When a line of the entries contains the word "body", report that line.

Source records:
-- Opening Marker --
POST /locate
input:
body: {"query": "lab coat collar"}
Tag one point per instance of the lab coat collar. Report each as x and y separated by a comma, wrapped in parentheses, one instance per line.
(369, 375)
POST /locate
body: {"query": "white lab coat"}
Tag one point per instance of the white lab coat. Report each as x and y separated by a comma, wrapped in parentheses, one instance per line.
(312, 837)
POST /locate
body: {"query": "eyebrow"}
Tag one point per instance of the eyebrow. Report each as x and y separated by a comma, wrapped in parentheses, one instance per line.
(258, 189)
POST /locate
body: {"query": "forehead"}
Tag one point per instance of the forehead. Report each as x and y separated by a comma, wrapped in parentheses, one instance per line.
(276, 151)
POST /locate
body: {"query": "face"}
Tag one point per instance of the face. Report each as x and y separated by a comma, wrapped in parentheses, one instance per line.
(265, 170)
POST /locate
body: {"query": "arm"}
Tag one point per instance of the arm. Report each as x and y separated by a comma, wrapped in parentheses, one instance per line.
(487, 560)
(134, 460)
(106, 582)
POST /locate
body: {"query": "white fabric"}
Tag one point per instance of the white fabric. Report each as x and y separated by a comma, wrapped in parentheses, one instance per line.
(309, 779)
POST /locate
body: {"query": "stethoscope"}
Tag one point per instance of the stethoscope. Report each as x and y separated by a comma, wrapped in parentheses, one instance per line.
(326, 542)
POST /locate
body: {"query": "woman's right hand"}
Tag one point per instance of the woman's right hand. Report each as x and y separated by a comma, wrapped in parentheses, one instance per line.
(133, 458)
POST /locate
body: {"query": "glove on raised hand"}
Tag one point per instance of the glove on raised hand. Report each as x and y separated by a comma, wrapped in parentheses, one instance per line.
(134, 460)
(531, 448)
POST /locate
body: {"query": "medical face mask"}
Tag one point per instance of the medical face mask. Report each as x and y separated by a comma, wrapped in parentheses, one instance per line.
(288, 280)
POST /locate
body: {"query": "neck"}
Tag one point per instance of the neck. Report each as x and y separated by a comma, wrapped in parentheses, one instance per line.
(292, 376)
-- Closing Marker --
> _REPLY_
body: {"query": "lab coat collar"}
body: {"query": "white lab coat"}
body: {"query": "eyebrow"}
body: {"query": "forehead"}
body: {"query": "face"}
body: {"query": "arm"}
body: {"query": "white fabric"}
body: {"query": "stethoscope"}
body: {"query": "woman's right hand"}
body: {"query": "glove on raised hand"}
body: {"query": "medical face mask"}
body: {"query": "neck"}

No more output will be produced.